*TEXT SHOWN:*
[start]
Since 2004, more than 1.5 million wholly innocent Iraqi men, women and children have been slaughtered as a result of the illegal invasion and occupation of their country. This can only be termed genocide. In addition, more than 4 million Iraqis have been displaced from their homes as internal and external refugees, and the resultant dislocation of Iraq’s cultural, political and economic life is near total.
In Afghanistan, tens of thousands of people have been murdered, and the country’s infrastructure smashed to pieces as a result of the Anglo-American oil monopolies’ quest to control the routes of projected pipelines.
This conference notes with shame the fact that ‘our own’ British imperialist Labour government has been a key player in planning and perpetrating these heinous war crimes against the Iraqi and Afghan peoples.
Conference notes that many British workers were browbeaten, by a compliant political and media establishment, into accepting these wars on entirely false premises (Afghan responsibility for the 11 September attacks, Blair’s ‘45 minute’ claim about Iraqi WMD, etc) that sought to paint Afghanistan and Iraq, rather than Anglo-American imperialism, as the aggressors. Thus the necessary ground was laid to send British and US soldiers (workers in uniform) to do the bankers’, oil magnates’ and armament manufacturers’ dirty work.
This conference believes that war fought to enforce subjection and servitude upon another nation is morally abhorrent; to fight and die in such a cause is demoralising, corrupting and meaningless.
This conference realises that, although individually powerless, collectively, British workers do have the power to stop the wars in Afghanistan and Iraq, since the government and corporations cannot fight them without us.
[end]
[Location labeling records]
[start]
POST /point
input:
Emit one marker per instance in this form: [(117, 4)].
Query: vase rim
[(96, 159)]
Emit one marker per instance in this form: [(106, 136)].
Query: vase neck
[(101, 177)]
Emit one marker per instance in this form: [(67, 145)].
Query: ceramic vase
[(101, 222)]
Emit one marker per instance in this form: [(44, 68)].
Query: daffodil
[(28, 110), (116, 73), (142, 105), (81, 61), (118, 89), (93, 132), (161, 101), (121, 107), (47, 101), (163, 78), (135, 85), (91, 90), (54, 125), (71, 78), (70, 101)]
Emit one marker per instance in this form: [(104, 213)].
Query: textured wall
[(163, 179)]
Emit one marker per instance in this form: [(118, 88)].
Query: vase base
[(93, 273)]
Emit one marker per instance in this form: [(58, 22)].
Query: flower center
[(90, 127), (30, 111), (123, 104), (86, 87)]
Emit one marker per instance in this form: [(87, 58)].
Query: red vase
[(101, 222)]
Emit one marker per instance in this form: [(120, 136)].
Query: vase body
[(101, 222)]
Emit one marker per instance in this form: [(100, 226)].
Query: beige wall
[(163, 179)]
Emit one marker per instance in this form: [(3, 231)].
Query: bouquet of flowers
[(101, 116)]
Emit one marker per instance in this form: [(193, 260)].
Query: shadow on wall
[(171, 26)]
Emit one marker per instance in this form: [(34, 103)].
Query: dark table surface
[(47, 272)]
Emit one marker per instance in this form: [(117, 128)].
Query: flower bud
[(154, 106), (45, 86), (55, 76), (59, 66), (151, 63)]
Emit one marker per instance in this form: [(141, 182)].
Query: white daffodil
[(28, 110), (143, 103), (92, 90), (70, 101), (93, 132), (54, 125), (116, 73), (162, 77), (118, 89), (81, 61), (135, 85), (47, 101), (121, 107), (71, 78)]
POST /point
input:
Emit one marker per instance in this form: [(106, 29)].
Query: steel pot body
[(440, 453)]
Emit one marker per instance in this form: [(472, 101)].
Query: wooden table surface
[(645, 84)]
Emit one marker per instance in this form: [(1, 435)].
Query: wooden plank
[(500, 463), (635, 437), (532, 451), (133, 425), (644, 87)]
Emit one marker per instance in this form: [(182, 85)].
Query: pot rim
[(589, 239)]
[end]
*TASK SET:*
(a) Output the passage of the conference text starting with "This conference notes" and going on through "and Afghan peoples.", word for word.
(b) How many Iraqis does the conference text say have been displaced from their homes?

*ANSWERS FOR THIS EXERCISE:*
(a)
This conference notes with shame the fact that ‘our own’ British imperialist Labour government has been a key player in planning and perpetrating these heinous war crimes against the Iraqi and Afghan peoples.

(b) More than 4 million.